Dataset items
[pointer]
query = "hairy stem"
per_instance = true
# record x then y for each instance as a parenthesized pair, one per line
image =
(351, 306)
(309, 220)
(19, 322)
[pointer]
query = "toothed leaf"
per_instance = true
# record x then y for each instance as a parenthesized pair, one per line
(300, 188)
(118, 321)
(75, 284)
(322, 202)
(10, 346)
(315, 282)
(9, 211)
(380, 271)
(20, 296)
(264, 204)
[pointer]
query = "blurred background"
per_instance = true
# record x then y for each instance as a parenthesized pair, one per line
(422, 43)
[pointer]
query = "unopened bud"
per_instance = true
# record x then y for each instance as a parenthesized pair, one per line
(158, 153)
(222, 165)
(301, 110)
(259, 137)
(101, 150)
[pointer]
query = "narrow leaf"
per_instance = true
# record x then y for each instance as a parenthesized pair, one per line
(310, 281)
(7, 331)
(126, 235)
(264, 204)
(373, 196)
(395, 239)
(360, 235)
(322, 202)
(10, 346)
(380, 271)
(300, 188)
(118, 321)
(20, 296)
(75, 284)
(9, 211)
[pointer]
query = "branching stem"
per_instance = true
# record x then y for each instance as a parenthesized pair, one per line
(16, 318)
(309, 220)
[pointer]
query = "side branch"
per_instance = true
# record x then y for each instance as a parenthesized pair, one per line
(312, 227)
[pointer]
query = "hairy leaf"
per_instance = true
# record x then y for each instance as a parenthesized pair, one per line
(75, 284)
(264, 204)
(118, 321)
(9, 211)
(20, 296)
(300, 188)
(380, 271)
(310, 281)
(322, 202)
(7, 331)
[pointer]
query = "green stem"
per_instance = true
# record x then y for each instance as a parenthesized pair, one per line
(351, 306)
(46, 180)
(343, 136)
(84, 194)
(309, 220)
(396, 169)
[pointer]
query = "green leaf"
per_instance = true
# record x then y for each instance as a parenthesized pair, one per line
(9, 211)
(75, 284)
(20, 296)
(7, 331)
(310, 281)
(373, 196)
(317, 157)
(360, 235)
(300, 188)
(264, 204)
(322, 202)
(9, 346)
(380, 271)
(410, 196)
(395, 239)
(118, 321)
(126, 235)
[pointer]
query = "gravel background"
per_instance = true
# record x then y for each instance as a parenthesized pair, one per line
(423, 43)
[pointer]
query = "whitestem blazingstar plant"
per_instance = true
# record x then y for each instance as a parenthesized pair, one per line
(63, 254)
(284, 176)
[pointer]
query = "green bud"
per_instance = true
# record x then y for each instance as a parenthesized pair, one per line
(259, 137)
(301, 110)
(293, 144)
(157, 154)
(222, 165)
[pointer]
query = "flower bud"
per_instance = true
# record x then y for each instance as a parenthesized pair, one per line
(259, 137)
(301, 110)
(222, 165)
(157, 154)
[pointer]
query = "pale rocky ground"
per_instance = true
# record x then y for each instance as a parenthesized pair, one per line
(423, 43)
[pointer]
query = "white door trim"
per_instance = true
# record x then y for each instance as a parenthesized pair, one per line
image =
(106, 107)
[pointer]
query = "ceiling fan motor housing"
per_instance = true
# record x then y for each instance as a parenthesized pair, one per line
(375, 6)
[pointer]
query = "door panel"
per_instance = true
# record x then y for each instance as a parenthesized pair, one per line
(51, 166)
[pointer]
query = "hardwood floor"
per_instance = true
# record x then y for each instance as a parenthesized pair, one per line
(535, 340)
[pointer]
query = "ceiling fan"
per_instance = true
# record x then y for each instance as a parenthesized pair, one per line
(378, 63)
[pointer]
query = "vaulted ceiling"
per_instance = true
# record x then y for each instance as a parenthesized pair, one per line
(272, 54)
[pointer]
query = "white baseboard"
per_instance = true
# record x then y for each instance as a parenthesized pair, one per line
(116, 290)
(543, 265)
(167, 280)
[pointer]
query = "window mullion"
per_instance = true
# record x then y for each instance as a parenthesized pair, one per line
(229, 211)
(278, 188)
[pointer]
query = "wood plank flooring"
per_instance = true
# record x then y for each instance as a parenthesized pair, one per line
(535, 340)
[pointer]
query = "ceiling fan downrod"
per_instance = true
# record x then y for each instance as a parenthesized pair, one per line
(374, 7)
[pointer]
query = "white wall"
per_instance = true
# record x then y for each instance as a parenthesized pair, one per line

Exercise prompt >> List every line from the listing above that contains the string "ceiling", copying each line in full. Case counts.

Exercise response >>
query = "ceiling fan motor housing"
query = "ceiling fan"
query = "vaulted ceiling"
query = "ceiling fan downrod"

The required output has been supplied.